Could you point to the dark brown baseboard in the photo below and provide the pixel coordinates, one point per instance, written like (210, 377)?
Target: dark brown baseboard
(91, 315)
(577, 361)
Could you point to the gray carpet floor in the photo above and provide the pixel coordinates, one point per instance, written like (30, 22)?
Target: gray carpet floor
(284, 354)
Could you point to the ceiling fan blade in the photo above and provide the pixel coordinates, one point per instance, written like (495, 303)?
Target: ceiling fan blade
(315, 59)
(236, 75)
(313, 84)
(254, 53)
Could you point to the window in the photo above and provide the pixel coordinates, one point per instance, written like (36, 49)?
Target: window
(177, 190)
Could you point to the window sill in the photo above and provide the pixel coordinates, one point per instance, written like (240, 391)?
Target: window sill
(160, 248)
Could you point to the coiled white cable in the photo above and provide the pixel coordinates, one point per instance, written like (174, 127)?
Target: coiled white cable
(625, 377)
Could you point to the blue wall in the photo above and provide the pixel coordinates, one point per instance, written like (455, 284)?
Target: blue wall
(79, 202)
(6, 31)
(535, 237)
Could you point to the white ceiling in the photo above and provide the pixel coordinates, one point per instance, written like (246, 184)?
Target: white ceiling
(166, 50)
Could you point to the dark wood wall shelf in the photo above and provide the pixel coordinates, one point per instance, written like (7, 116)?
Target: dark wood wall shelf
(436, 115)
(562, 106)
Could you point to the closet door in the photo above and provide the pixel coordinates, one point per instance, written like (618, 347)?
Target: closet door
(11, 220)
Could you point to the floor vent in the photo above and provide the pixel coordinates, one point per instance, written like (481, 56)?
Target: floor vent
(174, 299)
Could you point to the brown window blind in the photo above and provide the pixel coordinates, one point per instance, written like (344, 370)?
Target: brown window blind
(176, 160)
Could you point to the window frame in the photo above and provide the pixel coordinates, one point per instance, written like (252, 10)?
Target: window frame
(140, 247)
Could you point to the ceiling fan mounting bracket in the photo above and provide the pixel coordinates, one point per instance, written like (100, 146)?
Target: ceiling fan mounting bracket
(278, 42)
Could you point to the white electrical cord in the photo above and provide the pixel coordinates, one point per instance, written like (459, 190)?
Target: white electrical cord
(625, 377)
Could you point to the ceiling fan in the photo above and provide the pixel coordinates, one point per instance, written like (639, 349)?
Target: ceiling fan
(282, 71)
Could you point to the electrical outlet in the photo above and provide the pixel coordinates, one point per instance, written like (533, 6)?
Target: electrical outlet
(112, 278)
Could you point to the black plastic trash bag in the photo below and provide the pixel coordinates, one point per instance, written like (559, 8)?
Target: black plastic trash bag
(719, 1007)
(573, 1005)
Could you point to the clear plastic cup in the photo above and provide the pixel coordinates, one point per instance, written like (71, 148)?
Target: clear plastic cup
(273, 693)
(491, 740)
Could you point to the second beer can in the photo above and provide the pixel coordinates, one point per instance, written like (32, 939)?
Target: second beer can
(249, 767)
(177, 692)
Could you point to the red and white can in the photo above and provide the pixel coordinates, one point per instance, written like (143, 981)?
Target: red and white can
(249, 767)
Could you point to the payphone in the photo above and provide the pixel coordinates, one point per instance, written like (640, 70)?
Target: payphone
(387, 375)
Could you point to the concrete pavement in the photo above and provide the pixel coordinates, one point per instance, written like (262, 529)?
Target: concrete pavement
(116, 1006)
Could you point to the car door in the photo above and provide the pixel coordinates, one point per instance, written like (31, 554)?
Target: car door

**Directions for this task**: Put every line of the records above into a numbered list, omitting any blank lines.

**Response**:
1. Could you point to the dark brown baseboard in the photo below and provide the pixel coordinates, one point per instance, written like (210, 377)?
2. Target: dark brown baseboard
3. (91, 315)
4. (577, 361)
5. Could you point to the gray carpet floor in the photo above and provide the pixel coordinates, one point per instance, written like (30, 22)?
6. Target: gray carpet floor
7. (284, 354)
8. Could you point to the ceiling fan blade in the photo above and provide the pixel coordinates, one point per instance, written like (495, 303)?
9. Target: ceiling fan blade
10. (315, 59)
11. (236, 75)
12. (313, 84)
13. (254, 53)
14. Could you point to the window in the photo above and provide the pixel coordinates, one point per instance, written like (36, 49)?
15. Target: window
16. (177, 190)
17. Could you point to the window sill in the photo above and provide the pixel coordinates, one point per instance, written like (240, 391)?
18. Target: window sill
19. (160, 248)
20. Could you point to the coiled white cable in the photo above and provide the pixel coordinates, one point per instance, written like (174, 127)?
21. Target: coiled white cable
22. (625, 377)
23. Could you point to the blue wall in the photo above and provide the pixel coordinates, one point per instance, written like (455, 284)?
24. Target: blue wall
25. (79, 202)
26. (6, 31)
27. (535, 237)
28. Could you point to the white ceiling in the photo above and provide the pixel coordinates, one point per instance, written like (246, 184)?
29. Target: white ceiling
30. (166, 50)
31. Could you point to the dark wood wall shelf in the photo above and provide the pixel coordinates, one point per instance, written like (7, 116)?
32. Target: dark wood wall shelf
33. (436, 115)
34. (562, 106)
35. Could you point to the closet door in the photo above and provide the pixel coordinates, one point per instance, written like (618, 347)?
36. Target: closet door
37. (11, 220)
38. Could you point to the floor vent in the photo above and provide the pixel coordinates, one point per instance, written like (481, 56)?
39. Target: floor vent
40. (174, 299)
41. Could you point to the brown window blind in the photo above and provide the pixel coordinates, one point per instance, written like (344, 370)?
42. Target: brown window blind
43. (176, 160)
44. Could you point to the window frame in the photo above and provide the pixel coordinates, one point per instance, written like (252, 10)?
45. Target: window frame
46. (140, 247)
47. Could you point to the ceiling fan mounting bracket in the photo above and provide the pixel coordinates, one point per instance, written like (100, 146)?
48. Target: ceiling fan mounting bracket
49. (278, 42)
50. Could you point to the white electrical cord in the photo above and provide the pixel coordinates, one point per instance, written like (459, 190)?
51. Target: white electrical cord
52. (625, 377)
53. Could you point to the ceiling fan in the photo above and provide the pixel coordinates, one point per instance, written like (639, 349)?
54. Target: ceiling fan
55. (282, 71)
56. Could you point to the electrical outlet in the photo above and provide the pixel coordinates, one point per instance, written like (533, 6)?
57. Target: electrical outlet
58. (112, 278)
59. Could you point to the black plastic trash bag in the photo below and provide the pixel coordinates, one point per instance, written like (559, 8)?
60. Target: black plastic trash bag
61. (719, 1007)
62. (573, 1005)
63. Could you point to the clear plastic cup in the photo above and provide the pixel coordinates, one point per instance, written like (71, 148)?
64. Target: clear plastic cup
65. (273, 693)
66. (491, 740)
67. Could you point to the second beer can in the photo above and provide the pixel coordinates, one point per instance, written like (32, 939)?
68. Target: second beer can
69. (249, 767)
70. (177, 692)
71. Could you point to the red and white can in the photo above and provide the pixel coordinates, one point per instance, written like (143, 981)?
72. Target: red and white can
73. (249, 767)
74. Could you point to the payphone in the photo above and provide the pixel coordinates, one point per instance, written like (640, 70)?
75. Target: payphone
76. (387, 375)
77. Could you point to the concrete pavement in the photo above and provide the pixel coordinates, one point per instance, written like (262, 529)?
78. Target: concrete pavement
79. (116, 1006)
80. Could you point to the car door in the photo above and provide the pixel coordinates, one point per instance, written like (31, 554)?
81. Target: car door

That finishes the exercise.